**What needs to be done**
Every record should be written out exactly, please.
─── Input data
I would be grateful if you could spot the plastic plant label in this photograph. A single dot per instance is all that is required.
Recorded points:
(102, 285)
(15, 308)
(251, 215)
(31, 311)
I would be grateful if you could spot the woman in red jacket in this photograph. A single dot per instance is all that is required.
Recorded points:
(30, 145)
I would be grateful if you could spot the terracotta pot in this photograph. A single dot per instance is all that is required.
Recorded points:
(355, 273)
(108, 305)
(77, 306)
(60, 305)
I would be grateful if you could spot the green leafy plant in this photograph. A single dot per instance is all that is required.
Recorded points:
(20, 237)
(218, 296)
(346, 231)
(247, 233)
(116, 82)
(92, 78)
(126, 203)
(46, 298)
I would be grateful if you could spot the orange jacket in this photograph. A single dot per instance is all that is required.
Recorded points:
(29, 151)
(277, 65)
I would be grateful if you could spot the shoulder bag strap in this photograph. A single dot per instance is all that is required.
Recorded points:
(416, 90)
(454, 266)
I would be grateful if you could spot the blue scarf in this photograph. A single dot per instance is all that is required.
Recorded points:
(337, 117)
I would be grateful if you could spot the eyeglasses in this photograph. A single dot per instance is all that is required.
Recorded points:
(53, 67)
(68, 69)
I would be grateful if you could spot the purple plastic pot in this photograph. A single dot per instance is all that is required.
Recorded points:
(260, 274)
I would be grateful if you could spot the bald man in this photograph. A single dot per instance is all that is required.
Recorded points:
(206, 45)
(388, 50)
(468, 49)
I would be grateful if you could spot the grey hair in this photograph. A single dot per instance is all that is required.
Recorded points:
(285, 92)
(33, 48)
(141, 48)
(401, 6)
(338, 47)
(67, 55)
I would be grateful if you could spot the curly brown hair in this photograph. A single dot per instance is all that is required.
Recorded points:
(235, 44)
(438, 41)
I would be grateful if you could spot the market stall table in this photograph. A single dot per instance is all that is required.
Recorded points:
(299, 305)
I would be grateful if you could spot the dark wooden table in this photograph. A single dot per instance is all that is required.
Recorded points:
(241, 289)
──────
**Your solution**
I would be grateful if you could spot the plastic plant label in this photograph. A single dot per instance is all that is required.
Recorded points:
(102, 285)
(15, 308)
(251, 215)
(31, 311)
I would be grateful if you could spot the woman in red jacket in this photograph. A single dot per instance is all that is required.
Recorded points:
(30, 145)
I would be grateful if you could spot the terracotta pot in this photograph. A single dot per instance is all that is required.
Recorded points:
(355, 273)
(108, 305)
(77, 306)
(60, 305)
I would be grateful if you could spot the green leafy plant in this photograph. A single dot per instance is all that is required.
Recorded points:
(20, 237)
(218, 296)
(346, 231)
(247, 233)
(116, 82)
(92, 78)
(126, 203)
(46, 298)
I would be grateful if you could spot the orange jacket in this photograph. A single dot per instance is all that is required.
Recorded points:
(29, 151)
(277, 65)
I would be grateful if you could spot the shoulder bag strap in this photograph. A single dot per instance is all that is required.
Recorded points:
(416, 90)
(454, 266)
I would be grateful if you could spot the blue scarf in this photograph. A single dot per instance is all that is required.
Recorded points:
(337, 117)
I would be grateful if you could spot the eyeglasses in this photograph. A single dot per instance is all that is required.
Recorded points:
(53, 67)
(68, 69)
I would be grateful if you could spot the purple plastic pot in this photograph. A single dot per instance is all that is required.
Recorded points:
(260, 274)
I would be grateful if you could spot the bald man in this photograph. A single dot per instance is all that is required.
Recorded points:
(206, 45)
(388, 50)
(468, 49)
I would be grateful if you could spot the grey hair in this photograph. A single dot per instance is all that is required.
Recorded points:
(285, 92)
(33, 48)
(141, 48)
(401, 6)
(338, 47)
(67, 55)
I would be grateful if you could spot the curly brown hair in this photograph. A single dot per instance is all that is required.
Recorded points:
(235, 44)
(438, 41)
I would be grateful if you could spot the market stall table in this photograph. A single dot per instance is all that is required.
Recorded points:
(299, 305)
I would be grateful if you could spot the dark wooden table in this photograph. A single dot per instance is all that is required.
Recorded points:
(241, 289)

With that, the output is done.